Supplied data:
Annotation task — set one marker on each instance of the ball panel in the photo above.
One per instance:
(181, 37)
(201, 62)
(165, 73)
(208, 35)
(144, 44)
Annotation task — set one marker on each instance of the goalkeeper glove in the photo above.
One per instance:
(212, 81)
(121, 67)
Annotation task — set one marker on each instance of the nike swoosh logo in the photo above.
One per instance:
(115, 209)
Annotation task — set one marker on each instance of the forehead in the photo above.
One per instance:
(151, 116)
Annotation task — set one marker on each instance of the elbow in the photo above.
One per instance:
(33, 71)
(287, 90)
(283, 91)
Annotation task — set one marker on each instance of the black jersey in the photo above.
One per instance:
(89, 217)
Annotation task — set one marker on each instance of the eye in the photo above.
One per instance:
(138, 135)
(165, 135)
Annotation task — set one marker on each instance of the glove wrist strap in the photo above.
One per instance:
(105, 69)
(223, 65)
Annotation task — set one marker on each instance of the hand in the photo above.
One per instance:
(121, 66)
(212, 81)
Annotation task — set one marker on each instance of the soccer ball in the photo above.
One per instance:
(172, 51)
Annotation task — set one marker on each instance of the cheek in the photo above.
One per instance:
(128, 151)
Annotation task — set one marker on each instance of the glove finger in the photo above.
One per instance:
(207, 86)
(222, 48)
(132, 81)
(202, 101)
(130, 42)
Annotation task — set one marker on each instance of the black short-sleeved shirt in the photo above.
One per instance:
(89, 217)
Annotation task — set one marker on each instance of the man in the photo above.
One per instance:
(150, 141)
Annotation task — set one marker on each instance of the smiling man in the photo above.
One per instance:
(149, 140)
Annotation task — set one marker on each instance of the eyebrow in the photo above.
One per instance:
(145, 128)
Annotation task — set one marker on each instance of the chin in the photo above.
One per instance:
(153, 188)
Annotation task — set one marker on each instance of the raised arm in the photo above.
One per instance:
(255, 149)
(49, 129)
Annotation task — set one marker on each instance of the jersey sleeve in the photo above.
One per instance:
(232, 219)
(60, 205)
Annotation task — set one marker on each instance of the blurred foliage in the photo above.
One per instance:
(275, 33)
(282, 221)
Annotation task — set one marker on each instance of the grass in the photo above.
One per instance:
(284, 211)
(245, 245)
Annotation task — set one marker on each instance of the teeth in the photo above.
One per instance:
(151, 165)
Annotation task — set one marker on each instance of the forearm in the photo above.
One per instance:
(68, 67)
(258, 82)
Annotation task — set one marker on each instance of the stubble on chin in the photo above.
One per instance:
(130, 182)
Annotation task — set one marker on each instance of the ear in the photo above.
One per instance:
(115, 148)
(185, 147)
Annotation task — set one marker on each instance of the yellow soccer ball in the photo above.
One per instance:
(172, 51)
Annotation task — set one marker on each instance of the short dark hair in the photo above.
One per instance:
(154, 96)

Exercise directions:
Now output the listing above, exactly as it appears.

Finished task:
Annotation task — set one marker on each instance of the ball panel in the photo above.
One per instance:
(181, 37)
(201, 62)
(165, 73)
(208, 35)
(144, 44)
Annotation task — set one marker on each instance of the goalkeeper glove in the photo above.
One per instance:
(212, 81)
(121, 67)
Annotation task — set one marker on each instance of the nike swoosh logo in the photo above.
One per instance:
(115, 209)
Annotation task — set one marker on each instance of the forehead in the photo above.
One per instance:
(151, 116)
Annotation task — set one marker on each instance of the elbow in the photo above.
One per instance:
(33, 71)
(287, 90)
(283, 91)
Annotation task — set one marker on each instance of the black jersey in the photo above.
One per instance:
(89, 217)
Annotation task — set one marker on each instance of the eye in the photo above.
One per instance:
(138, 135)
(165, 135)
Annotation task — set one marker on each instance of the glove wrist strap in the photo above.
One per instance:
(105, 69)
(223, 65)
Annotation task — set one marker on each instance of the hand in the photo above.
One per instance:
(121, 66)
(212, 81)
Annotation task — set one marker on each instance of the soccer ball in the photo above.
One per instance:
(172, 51)
Annotation task — set one marker on each instance of the cheek in the photo above.
One per instance:
(128, 151)
Annotation task — set one marker on each instance of the glove finger in the photo above.
One per instance:
(207, 86)
(222, 48)
(132, 81)
(202, 101)
(130, 42)
Annotation task — set one marker on each instance of the black short-sleeved shirt in the photo above.
One per instance:
(89, 217)
Annotation task — set one marker on each instance of the man in the photo above.
One per instance:
(150, 141)
Annotation task — set one marker on each instance of the smiling man in the photo above.
One per instance:
(149, 140)
Annotation task — set one marker on each instance of the eyebrow in the photo above.
One per instance:
(145, 128)
Annotation task — set one marker on each instance of the chin in the photo above.
One per instance:
(153, 188)
Annotation task — set one marker on each instance of the raised arm in the photo above.
One per instance:
(255, 149)
(49, 129)
Annotation task — set one marker on each instance of the jersey sleeve in the photo above.
One per instance:
(232, 219)
(60, 205)
Annotation task — set one marker on each instance of the blurred foliage in the photo above.
One per instance:
(275, 33)
(282, 221)
Annotation task — set one marker on each instance of the grass in the photo above.
One per instance:
(284, 211)
(245, 245)
Annotation task — set one marker on each instance of the teeth in the photo above.
One per instance:
(151, 165)
Annotation task — set one marker on each instance of the forearm in the photo above.
One per instance:
(68, 67)
(258, 82)
Annotation task — set one marker on each instance of the stubble on chin in the photo above.
One per instance:
(130, 182)
Annotation task — set one marker on each instance of the ear in the photo above.
One per instance:
(115, 148)
(185, 147)
Annotation task — set one marker on each instance of the yellow soccer ball in the photo above.
One per instance:
(172, 51)
Annotation task — set one marker on each instance of the short dark hair in the photo above.
One per instance:
(154, 96)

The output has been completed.